» To do
Count the lines in the records that contain the word "woman", and give only that number.

------ Provided material

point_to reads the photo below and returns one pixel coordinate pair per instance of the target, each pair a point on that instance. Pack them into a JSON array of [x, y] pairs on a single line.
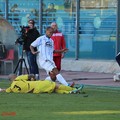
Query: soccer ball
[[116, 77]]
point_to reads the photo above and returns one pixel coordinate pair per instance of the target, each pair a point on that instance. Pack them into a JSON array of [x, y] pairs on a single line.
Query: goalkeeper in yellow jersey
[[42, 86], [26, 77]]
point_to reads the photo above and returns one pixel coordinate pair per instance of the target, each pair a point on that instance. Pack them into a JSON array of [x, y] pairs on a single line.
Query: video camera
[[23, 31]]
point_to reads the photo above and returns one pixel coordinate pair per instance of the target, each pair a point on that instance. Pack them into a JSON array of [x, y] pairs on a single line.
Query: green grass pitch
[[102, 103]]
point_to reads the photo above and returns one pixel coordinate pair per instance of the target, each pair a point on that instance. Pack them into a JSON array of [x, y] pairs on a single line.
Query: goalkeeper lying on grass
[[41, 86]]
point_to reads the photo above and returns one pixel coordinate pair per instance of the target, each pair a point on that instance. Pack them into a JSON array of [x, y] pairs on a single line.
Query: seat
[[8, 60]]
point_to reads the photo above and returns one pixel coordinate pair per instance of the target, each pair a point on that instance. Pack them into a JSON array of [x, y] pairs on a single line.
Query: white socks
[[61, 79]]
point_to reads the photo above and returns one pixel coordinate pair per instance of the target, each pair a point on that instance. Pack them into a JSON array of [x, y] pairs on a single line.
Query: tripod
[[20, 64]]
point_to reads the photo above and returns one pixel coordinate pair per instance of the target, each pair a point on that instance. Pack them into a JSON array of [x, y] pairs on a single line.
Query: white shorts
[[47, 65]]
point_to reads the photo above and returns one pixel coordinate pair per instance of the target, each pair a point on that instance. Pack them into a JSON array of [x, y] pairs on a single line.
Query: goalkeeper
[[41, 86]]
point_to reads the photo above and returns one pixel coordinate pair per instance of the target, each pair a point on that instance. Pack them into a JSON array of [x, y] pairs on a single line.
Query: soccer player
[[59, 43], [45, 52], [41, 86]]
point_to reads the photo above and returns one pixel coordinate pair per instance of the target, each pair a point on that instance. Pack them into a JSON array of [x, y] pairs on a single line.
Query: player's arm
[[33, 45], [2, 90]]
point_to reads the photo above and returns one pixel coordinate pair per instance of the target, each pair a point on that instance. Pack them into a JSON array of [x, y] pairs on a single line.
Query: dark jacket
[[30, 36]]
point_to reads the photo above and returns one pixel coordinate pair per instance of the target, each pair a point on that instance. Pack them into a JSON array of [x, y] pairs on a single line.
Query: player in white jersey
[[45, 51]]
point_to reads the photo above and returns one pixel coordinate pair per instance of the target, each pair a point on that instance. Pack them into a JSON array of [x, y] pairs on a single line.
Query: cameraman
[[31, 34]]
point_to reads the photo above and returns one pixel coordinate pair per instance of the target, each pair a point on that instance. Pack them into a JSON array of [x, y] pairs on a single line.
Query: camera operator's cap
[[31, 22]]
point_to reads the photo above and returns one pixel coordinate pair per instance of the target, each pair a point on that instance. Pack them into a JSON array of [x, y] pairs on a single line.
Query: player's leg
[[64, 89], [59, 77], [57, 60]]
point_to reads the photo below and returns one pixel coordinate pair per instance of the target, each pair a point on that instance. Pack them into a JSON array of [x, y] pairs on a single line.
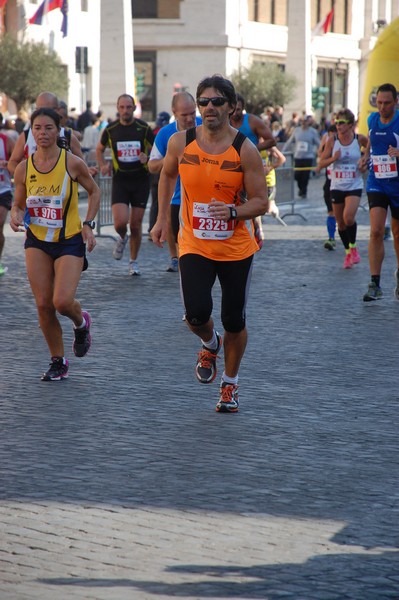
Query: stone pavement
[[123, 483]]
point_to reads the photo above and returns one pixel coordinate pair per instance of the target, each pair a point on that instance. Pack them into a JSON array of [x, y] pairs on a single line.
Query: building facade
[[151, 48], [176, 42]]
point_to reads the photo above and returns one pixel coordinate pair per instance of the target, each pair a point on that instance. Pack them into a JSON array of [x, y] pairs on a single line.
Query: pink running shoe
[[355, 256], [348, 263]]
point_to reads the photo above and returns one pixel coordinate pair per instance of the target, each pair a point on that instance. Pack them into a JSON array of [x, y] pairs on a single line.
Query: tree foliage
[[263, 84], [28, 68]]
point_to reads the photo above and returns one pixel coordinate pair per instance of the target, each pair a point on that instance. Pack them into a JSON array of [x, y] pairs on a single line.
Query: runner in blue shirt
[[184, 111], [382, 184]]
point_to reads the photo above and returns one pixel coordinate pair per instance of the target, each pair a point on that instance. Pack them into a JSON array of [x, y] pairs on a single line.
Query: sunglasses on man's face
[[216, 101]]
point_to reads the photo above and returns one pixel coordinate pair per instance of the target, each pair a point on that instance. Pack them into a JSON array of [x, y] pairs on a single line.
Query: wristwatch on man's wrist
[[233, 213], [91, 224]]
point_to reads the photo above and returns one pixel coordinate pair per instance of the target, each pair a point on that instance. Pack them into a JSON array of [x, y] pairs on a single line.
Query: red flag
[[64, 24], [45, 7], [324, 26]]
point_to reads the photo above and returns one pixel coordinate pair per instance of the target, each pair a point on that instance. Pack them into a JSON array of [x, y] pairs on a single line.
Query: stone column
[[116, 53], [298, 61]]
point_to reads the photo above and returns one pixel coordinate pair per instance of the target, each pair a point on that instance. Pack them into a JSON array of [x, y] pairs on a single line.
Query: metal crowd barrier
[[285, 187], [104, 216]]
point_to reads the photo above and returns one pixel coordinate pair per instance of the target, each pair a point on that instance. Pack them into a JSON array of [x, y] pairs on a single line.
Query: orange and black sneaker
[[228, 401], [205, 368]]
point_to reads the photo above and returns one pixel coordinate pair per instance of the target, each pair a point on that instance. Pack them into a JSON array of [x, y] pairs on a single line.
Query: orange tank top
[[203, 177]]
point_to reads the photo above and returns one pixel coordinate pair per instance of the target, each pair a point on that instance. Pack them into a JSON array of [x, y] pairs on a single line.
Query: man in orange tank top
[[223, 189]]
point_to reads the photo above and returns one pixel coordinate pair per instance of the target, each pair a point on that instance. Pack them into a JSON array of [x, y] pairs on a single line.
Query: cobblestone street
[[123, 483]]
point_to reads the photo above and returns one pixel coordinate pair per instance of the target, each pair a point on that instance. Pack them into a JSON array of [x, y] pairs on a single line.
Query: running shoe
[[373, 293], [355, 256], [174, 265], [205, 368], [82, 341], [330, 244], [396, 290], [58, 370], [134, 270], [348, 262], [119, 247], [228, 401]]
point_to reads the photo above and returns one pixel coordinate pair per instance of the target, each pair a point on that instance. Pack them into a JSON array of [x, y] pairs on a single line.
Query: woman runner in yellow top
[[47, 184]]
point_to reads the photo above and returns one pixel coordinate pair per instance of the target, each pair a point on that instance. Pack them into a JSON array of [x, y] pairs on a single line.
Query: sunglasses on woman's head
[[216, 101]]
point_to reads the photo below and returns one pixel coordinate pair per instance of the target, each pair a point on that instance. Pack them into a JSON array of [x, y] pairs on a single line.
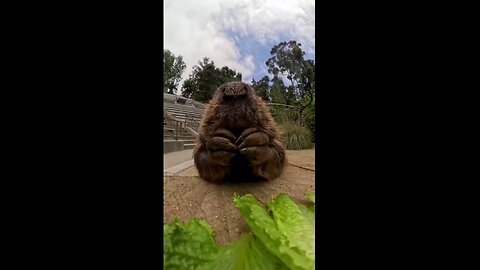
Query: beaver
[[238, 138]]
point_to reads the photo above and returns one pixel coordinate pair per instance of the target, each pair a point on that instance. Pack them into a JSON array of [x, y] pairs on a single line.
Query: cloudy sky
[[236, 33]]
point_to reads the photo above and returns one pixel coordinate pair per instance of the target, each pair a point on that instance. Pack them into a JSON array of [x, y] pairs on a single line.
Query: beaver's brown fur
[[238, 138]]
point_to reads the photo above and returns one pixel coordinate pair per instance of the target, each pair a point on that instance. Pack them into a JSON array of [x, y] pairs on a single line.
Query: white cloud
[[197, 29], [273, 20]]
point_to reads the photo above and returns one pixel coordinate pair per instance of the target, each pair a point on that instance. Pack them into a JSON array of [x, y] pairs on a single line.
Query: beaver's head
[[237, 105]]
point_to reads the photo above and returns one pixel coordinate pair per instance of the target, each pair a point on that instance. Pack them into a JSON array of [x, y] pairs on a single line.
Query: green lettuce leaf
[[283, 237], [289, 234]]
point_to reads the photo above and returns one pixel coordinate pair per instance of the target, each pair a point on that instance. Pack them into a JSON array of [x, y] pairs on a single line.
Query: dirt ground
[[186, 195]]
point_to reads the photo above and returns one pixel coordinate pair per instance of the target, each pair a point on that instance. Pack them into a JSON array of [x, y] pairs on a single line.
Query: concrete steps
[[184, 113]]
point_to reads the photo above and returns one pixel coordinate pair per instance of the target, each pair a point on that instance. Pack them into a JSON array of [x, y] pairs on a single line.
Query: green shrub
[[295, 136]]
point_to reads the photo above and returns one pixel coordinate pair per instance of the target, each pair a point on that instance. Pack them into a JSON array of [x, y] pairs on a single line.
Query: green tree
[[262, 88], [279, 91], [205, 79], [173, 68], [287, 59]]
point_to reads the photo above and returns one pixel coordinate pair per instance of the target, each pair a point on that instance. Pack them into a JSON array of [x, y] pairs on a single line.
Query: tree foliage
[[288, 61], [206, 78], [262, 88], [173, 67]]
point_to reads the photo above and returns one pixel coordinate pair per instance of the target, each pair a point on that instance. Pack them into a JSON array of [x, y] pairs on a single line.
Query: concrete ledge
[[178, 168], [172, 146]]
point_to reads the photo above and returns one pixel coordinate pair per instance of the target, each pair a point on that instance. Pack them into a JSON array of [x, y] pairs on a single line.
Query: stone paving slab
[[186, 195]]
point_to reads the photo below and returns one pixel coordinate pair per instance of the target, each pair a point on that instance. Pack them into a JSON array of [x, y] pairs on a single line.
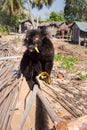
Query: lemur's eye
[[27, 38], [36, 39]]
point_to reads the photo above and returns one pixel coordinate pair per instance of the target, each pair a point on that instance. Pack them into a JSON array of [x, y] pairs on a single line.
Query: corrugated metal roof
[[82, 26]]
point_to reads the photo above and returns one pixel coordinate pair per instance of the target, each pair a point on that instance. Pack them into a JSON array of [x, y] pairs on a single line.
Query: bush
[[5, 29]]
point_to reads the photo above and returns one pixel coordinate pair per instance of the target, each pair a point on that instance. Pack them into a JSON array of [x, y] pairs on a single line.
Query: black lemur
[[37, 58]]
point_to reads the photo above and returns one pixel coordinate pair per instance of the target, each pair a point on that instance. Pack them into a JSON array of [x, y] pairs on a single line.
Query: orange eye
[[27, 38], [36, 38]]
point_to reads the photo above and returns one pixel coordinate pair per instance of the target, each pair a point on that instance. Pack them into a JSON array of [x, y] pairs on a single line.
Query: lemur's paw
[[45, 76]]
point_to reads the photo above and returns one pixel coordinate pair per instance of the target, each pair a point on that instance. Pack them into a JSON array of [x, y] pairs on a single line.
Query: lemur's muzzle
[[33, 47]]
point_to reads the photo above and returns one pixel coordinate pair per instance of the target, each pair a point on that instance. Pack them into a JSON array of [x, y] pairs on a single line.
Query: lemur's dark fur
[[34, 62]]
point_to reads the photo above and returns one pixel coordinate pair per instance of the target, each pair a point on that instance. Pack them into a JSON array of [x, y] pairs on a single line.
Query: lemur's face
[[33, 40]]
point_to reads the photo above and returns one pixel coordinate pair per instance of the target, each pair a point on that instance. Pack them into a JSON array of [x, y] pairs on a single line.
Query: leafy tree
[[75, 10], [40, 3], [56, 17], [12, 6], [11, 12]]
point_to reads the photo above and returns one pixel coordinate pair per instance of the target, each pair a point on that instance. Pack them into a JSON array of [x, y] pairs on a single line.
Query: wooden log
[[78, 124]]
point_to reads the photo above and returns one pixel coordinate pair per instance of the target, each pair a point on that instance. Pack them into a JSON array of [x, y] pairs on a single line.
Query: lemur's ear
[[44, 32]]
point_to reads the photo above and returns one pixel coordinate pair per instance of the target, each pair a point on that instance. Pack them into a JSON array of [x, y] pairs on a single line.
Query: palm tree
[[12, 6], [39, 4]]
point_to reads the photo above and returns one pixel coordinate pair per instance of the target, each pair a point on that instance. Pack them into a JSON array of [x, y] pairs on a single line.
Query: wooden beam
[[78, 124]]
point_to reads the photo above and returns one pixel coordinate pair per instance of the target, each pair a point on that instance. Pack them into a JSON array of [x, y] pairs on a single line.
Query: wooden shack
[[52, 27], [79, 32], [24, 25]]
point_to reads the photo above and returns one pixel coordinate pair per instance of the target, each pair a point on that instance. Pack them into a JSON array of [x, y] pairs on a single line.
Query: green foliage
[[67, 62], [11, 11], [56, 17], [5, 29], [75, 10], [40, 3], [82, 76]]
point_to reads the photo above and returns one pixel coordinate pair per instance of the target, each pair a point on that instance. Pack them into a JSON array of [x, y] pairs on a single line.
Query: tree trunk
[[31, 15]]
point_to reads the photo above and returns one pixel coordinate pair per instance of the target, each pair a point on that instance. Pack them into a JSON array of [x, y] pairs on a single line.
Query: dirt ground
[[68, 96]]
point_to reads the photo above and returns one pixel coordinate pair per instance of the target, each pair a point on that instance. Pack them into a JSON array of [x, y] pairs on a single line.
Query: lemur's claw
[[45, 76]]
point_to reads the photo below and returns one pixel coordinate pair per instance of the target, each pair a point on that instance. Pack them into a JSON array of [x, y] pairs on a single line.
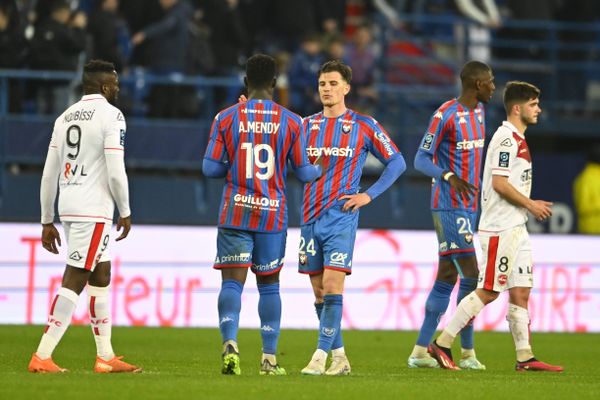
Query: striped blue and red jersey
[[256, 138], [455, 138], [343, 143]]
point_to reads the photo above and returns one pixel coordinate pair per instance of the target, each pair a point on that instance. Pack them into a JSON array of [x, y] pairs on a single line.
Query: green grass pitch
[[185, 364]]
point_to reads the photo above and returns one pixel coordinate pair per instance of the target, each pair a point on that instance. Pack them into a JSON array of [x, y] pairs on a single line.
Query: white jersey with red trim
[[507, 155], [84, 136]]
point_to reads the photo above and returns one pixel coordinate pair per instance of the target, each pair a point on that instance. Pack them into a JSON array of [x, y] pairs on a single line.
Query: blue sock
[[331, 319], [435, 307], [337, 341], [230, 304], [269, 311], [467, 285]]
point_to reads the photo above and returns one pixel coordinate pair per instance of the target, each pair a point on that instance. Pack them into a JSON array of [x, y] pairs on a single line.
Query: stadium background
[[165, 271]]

------------

» Output of the task
2